■ Problem 1: Rewrite the PCPCC year-in-review letter from "Countdown to 2016: PCPCC's" to "join our cause!", putting "milestones" in place of "highlights".
■ Problem 2: In one to three sentences, explain what the PCPCC year-in-review letter says the patient-centered medical home was designed to do.
■ Problem 3: According to the PCPCC year-in-review letter, how many new executive member organizations joined PCPCC this year?
--- Text shown Enclosed Below ---
PCPCC 2015 Year in Review & Happy New Year!

               
Countdown to 2016: PCPCC's Year In Review
Dear Members and Friends, 

As we count down to the exciting year ahead for primary care, we'd like to share a few highlights from 2015:

10. Primary Care, Our Primary Cause: The Primary Care Collaborative (PCPCC) unifies a diverse group of organizations around a shared vision of a better health system grounded in patient-centered primary care. This year we proudly welcomed 21 new executive member organizations to the PCPCC - and we welcome others to join our cause!

9. Tracking Medical Homes’ Traction: The patient-centered medical home (PCMH) is an innovation in care delivery designed to advance and achieve the Triple Aim of improved patient experience, improved population health, and reduced cost of care. As our Primary Care and PCMH Innovations Map demonstrates, the number of practices transforming to become a PCMH continues to expand, with impressive outcomes, across the United States.
--- End of Enclosed Text shown ---
--- Provided records Enclosed Below ---
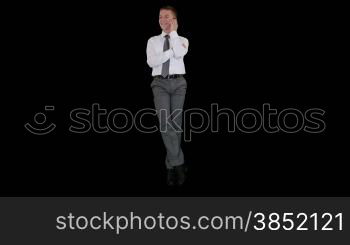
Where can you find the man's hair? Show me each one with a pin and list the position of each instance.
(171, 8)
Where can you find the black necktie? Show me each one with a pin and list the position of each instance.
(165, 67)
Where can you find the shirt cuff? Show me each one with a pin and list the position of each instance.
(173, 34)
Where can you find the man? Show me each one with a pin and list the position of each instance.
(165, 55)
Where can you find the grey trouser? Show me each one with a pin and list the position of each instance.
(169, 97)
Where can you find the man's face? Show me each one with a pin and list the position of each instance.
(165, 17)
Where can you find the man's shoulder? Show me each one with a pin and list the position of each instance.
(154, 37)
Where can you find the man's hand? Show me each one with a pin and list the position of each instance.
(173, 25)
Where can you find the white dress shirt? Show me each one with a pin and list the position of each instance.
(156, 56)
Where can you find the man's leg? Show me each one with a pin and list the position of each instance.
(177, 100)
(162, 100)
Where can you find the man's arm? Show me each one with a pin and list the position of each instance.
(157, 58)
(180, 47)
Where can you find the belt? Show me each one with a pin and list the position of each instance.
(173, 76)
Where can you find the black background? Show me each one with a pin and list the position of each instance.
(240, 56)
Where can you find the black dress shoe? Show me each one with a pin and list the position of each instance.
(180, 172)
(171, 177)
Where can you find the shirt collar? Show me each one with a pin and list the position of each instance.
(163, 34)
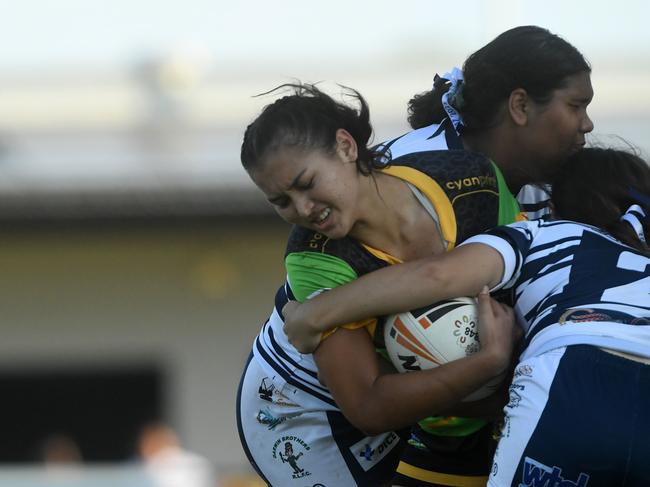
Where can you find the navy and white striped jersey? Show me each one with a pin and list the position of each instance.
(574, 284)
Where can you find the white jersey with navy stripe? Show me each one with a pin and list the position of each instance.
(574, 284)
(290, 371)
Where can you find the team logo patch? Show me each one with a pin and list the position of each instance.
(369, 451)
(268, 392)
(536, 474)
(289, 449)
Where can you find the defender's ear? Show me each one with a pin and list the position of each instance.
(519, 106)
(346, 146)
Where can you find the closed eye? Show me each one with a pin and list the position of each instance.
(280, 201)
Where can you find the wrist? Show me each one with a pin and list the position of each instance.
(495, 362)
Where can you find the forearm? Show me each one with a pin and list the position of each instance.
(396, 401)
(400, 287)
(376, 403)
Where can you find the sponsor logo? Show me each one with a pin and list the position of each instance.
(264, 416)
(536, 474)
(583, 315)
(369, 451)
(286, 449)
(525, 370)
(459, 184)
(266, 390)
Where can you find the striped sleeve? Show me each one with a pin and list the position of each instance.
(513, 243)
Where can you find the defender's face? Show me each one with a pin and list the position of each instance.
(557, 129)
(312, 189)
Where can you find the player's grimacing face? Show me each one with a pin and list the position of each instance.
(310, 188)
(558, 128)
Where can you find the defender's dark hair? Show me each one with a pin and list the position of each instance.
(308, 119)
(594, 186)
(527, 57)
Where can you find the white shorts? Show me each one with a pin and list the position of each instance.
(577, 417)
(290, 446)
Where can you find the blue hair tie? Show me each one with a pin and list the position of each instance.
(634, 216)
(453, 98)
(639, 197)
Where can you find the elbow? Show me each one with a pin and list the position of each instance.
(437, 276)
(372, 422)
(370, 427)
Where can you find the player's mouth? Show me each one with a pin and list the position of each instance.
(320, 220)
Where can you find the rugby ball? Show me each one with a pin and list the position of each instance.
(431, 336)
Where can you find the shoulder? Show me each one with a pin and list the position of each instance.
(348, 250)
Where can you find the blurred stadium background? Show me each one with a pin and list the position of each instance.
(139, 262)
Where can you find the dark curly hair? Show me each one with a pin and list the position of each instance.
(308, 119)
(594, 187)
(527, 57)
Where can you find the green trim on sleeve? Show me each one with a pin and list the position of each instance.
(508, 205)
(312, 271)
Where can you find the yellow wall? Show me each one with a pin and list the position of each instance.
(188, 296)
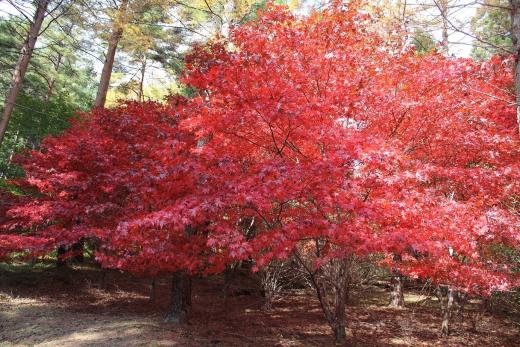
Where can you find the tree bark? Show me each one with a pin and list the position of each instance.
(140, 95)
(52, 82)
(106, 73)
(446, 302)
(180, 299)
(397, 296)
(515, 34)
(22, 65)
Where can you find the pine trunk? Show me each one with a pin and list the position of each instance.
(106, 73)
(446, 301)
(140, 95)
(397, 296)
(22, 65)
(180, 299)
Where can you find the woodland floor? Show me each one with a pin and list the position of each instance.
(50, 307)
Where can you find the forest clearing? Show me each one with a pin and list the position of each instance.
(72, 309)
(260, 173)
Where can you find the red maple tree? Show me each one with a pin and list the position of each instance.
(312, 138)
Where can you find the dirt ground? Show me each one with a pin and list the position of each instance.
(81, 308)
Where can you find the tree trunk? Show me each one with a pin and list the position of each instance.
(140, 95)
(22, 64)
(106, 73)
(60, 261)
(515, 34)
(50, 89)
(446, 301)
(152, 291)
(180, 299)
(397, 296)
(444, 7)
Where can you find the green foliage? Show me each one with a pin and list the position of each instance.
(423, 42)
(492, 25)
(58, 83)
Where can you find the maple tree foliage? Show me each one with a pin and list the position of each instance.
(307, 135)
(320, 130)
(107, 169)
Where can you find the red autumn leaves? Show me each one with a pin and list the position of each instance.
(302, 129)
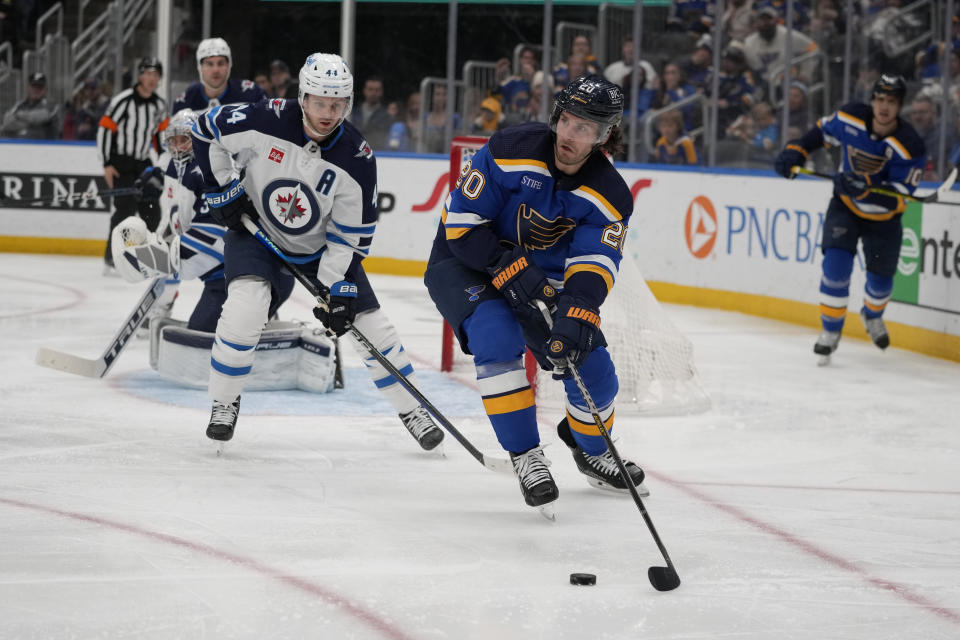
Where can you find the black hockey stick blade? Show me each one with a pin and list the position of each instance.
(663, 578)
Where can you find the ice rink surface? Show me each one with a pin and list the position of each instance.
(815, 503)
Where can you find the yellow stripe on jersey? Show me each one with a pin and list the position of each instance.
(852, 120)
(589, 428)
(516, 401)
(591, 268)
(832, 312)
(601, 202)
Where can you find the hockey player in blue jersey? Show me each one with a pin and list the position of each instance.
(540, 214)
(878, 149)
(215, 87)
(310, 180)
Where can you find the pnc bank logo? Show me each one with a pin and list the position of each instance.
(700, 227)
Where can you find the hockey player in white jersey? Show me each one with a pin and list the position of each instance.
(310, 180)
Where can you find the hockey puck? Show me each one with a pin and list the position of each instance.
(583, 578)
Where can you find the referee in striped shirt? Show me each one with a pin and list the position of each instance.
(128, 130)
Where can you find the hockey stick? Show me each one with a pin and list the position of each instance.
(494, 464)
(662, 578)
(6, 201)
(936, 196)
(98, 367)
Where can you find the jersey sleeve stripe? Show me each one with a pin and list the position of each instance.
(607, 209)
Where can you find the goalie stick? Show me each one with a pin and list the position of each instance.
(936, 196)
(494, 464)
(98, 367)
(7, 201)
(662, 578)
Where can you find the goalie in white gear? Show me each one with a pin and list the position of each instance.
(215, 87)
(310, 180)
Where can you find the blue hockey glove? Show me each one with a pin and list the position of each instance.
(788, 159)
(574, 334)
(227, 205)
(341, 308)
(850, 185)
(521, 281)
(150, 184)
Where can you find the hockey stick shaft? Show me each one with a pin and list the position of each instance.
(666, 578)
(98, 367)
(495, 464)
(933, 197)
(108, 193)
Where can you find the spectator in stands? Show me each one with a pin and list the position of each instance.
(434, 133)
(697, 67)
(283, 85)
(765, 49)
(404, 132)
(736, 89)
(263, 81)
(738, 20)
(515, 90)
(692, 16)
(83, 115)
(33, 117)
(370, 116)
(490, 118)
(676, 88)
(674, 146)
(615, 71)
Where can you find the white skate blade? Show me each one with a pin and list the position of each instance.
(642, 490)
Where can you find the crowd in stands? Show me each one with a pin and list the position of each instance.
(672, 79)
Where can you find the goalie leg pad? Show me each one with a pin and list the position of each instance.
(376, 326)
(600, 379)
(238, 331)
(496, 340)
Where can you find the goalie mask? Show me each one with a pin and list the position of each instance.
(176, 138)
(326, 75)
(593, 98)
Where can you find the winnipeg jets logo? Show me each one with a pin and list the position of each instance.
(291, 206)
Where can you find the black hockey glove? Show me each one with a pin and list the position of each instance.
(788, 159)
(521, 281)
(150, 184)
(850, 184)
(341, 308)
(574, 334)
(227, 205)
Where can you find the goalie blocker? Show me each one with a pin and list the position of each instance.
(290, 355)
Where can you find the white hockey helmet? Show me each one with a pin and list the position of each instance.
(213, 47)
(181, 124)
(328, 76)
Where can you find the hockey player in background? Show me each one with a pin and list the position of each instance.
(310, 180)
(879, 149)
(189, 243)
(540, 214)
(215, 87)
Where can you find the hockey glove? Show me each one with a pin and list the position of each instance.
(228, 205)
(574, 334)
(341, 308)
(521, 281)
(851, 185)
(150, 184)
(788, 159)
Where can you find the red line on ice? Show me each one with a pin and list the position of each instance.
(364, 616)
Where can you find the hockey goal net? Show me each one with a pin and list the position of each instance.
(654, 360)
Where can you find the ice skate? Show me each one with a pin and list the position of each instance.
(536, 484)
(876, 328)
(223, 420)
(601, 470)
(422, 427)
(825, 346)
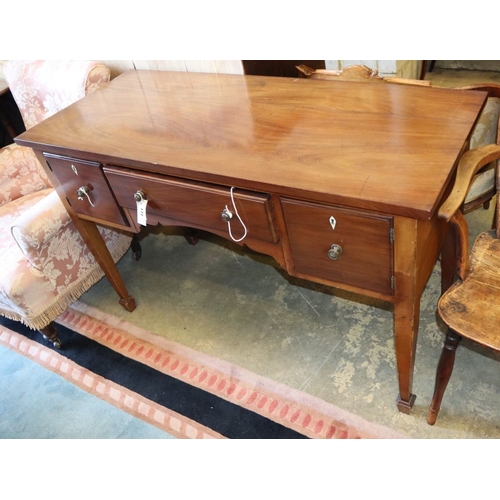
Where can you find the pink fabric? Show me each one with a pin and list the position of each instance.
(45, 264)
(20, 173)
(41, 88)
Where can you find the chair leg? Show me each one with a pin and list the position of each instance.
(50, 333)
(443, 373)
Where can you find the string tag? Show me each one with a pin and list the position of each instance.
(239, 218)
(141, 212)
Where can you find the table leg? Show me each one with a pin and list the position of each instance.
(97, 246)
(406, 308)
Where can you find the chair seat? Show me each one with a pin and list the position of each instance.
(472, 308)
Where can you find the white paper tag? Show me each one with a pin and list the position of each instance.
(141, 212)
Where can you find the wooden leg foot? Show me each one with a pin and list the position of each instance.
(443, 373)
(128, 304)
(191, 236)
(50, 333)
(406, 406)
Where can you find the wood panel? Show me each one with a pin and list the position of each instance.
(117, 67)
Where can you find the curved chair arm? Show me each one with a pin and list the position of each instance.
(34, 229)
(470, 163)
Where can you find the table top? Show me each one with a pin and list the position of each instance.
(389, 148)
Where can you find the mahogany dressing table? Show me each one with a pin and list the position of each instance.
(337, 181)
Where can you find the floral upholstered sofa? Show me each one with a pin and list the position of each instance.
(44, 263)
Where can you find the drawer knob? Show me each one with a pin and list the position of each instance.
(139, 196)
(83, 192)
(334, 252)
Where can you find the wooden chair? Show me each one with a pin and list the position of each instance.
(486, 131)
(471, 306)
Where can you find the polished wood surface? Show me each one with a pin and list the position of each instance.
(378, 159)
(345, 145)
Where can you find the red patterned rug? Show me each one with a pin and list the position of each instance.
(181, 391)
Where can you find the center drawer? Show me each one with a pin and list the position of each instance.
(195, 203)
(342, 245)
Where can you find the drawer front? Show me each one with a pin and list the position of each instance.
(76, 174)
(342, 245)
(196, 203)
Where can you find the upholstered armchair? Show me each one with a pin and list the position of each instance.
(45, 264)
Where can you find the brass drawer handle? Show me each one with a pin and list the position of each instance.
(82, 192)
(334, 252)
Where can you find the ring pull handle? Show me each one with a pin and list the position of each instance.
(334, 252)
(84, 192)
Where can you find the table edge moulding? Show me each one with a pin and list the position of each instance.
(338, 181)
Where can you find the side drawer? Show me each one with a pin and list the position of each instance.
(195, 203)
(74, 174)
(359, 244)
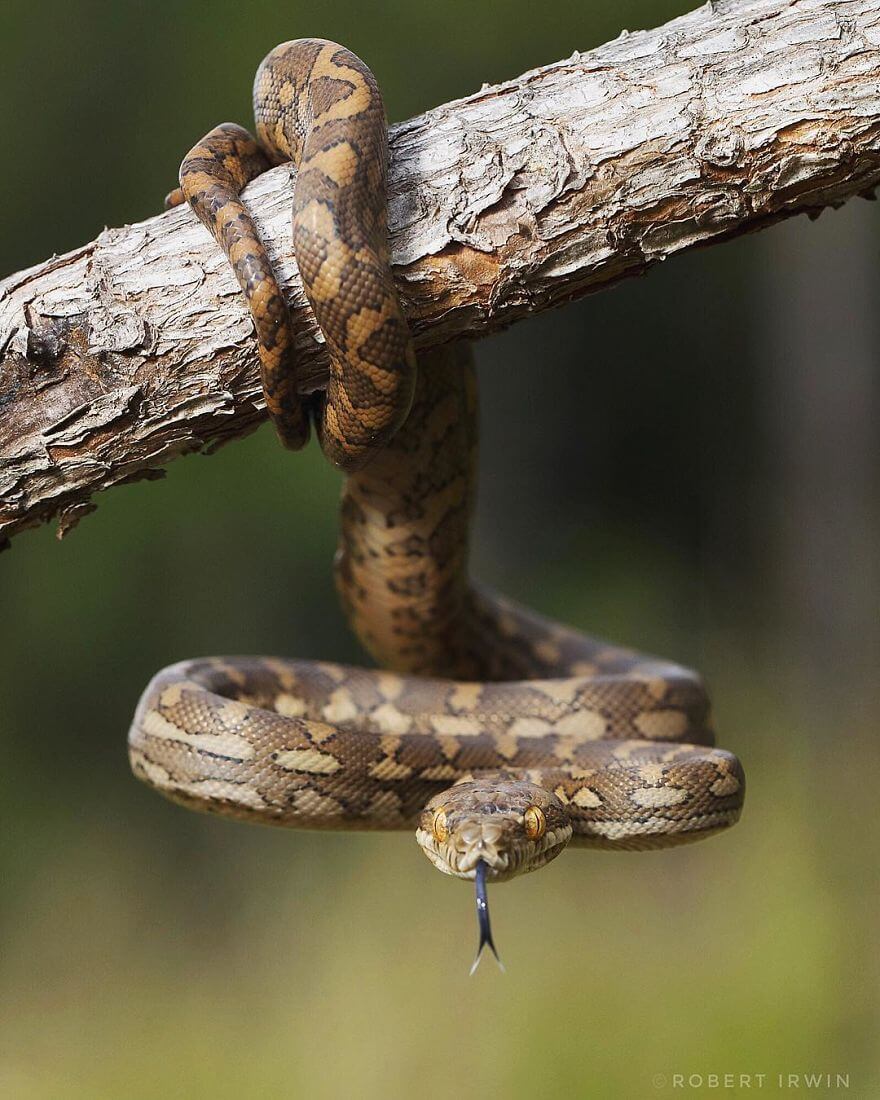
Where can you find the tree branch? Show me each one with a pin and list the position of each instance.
--- End of Enclosed Provided records ---
■ Exercise result 1:
Countdown to 2016: PCPCC's Year In Review
Dear Members and Friends, 

As we count down to the exciting year ahead for primary care, we'd like to share a few milestones from 2015:

10. Primary Care, Our Primary Cause: The Primary Care Collaborative (PCPCC) unifies a diverse group of organizations around a shared vision of a better health system grounded in patient-centered primary care. This year we proudly welcomed 21 new executive member organizations to the PCPCC - and we welcome others to join our cause!

■ Exercise result 2: The patient-centered medical home is a care delivery innovation designed to advance and achieve the Triple Aim. That aim means improved patient experience, improved population health, and reduced cost of care.

■ Exercise result 3: 21